_Written problem 1_.
Return the section of the question about filling missing values in a Spark dataframe starting at "Given a Spark" and ending at "missing & unknown values.", with every character kept the same.

Given a Spark dataframe, I would like to compute a column mean based on the non-missing and non-unknown values for that column. I would then like to take this mean and use it to replace the column's missing & unknown values.
For example, assuming I'm working with a:
Then I can compute this mean as shown below.
calc_mean = df.where((col("unknown_age") == 0) & (col("missing_age") == 0))
.agg(avg(col("age")))
OR via SQL and windows functions,
mean_compute = hiveContext.sql("select avg(age) over() as mean from df
where missing_age = 0 and unknown_age = 0")
I don't want to use SQL/windows functions if I can help it. My challenge has been taking this mean and replacing the unknown/missing values with it using non-SQL methods.

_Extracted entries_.
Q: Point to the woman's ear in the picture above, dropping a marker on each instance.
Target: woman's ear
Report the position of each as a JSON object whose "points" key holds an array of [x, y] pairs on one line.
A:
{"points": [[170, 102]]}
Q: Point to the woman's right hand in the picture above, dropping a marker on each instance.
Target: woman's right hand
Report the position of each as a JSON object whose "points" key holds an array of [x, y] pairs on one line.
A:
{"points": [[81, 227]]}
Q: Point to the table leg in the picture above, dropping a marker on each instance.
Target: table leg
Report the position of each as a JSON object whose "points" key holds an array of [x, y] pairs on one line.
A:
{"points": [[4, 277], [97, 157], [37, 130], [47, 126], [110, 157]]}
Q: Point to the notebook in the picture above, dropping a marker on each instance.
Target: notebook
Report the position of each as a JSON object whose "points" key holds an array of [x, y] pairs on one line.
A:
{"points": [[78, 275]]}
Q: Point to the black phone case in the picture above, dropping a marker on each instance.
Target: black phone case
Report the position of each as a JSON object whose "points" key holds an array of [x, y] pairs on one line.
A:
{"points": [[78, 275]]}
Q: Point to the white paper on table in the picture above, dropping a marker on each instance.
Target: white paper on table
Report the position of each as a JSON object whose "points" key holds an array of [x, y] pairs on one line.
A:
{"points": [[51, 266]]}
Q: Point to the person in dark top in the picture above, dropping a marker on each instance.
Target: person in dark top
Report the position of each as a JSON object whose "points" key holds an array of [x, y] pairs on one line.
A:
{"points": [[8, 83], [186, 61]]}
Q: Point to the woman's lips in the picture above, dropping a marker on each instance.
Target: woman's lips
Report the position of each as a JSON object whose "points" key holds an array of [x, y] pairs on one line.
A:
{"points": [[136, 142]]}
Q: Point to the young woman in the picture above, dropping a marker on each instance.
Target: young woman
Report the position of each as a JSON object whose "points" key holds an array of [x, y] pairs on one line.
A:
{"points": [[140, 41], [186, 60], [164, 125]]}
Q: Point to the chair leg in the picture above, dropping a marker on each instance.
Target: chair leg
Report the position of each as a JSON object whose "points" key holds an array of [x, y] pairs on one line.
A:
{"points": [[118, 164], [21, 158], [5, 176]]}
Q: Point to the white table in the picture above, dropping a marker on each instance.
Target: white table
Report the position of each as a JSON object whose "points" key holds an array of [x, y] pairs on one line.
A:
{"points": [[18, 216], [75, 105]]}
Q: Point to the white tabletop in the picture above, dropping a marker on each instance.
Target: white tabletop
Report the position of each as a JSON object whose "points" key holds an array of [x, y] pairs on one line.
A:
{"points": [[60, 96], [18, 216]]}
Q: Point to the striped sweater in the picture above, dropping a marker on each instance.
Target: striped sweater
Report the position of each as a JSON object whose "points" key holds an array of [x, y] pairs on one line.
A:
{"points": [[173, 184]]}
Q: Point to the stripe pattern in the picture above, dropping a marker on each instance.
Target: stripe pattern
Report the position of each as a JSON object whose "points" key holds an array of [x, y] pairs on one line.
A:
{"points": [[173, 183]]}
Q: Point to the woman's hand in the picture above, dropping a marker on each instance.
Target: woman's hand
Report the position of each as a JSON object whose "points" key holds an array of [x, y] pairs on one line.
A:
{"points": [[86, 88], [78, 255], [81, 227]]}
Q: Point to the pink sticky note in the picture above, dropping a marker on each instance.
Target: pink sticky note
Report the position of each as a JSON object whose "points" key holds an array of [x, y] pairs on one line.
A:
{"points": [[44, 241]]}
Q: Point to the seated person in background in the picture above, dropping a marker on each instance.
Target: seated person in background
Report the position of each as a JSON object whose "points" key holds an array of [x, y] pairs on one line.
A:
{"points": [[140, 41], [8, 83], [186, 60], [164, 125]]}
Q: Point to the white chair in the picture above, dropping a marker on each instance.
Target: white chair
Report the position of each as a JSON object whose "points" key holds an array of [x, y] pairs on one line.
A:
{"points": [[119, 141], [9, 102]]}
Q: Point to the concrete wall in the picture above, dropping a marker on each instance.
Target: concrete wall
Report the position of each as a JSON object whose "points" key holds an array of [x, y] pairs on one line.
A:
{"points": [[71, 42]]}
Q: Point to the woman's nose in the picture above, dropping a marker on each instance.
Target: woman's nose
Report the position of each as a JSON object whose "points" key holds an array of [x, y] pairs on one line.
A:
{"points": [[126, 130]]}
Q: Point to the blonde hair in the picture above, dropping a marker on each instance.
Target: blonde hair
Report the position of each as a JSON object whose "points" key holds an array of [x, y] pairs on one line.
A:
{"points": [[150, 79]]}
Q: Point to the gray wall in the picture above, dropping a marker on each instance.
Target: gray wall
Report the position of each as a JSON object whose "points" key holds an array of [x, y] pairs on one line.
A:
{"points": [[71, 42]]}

_Written problem 2_.
Retype the entries starting at the line that contains "Q: Point to the blonde" and ending with the last line of the entries, both ends included. Keep every line unchanged.

_Expected answer 1_.
Given a Spark dataframe, I would like to compute a column mean based on the non-missing and non-unknown values for that column. I would then like to take this mean and use it to replace the column's missing & unknown values.

_Expected answer 2_.
Q: Point to the blonde hair in the picture above, dropping a marker on each instance.
Target: blonde hair
Report the position of each as a JSON object whose "points" key holds an array of [x, y] pairs on one line.
A:
{"points": [[150, 79]]}
Q: Point to the gray wall in the picture above, dropping a marker on each instance.
Target: gray wall
Report the position of each as a JSON object whose "points" key holds an array of [x, y] pairs on one line.
A:
{"points": [[71, 42]]}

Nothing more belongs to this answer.